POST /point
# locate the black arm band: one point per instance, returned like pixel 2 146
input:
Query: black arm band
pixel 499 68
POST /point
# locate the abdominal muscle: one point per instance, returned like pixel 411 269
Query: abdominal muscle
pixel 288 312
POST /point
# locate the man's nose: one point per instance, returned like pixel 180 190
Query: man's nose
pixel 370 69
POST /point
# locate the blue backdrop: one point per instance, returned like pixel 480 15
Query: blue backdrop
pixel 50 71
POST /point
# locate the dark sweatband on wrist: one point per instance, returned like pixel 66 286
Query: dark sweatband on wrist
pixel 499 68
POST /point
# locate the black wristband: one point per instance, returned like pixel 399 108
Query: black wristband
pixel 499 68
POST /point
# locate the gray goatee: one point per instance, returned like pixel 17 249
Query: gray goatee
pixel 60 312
◇ ◇ ◇ ◇
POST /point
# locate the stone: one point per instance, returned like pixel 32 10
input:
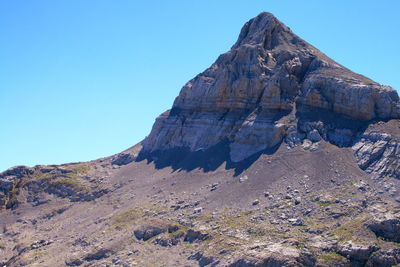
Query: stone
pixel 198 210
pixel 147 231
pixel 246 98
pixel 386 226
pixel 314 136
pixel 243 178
◇ ◇ ◇ ◇
• Stated goal
Extract every line from the records above that contains the word "instance", matching case exactly.

• Problem solution
# locate the black arm band: one point per instance, returned like pixel 2 146
# locate the abdominal muscle: one point per instance, returned like pixel 411 269
# locate the man's nose: one point per instance, returned like pixel 180 190
# locate the blue backdrop: one point per instance, returned like pixel 480 15
# locate the dark sweatband on wrist: one point per instance, returned like pixel 66 286
# locate the black wristband: one point per instance, returned like pixel 399 108
# locate the gray goatee: one point per instance, returned like pixel 17 249
# locate the stone: one point per instance, returned like pixel 32 10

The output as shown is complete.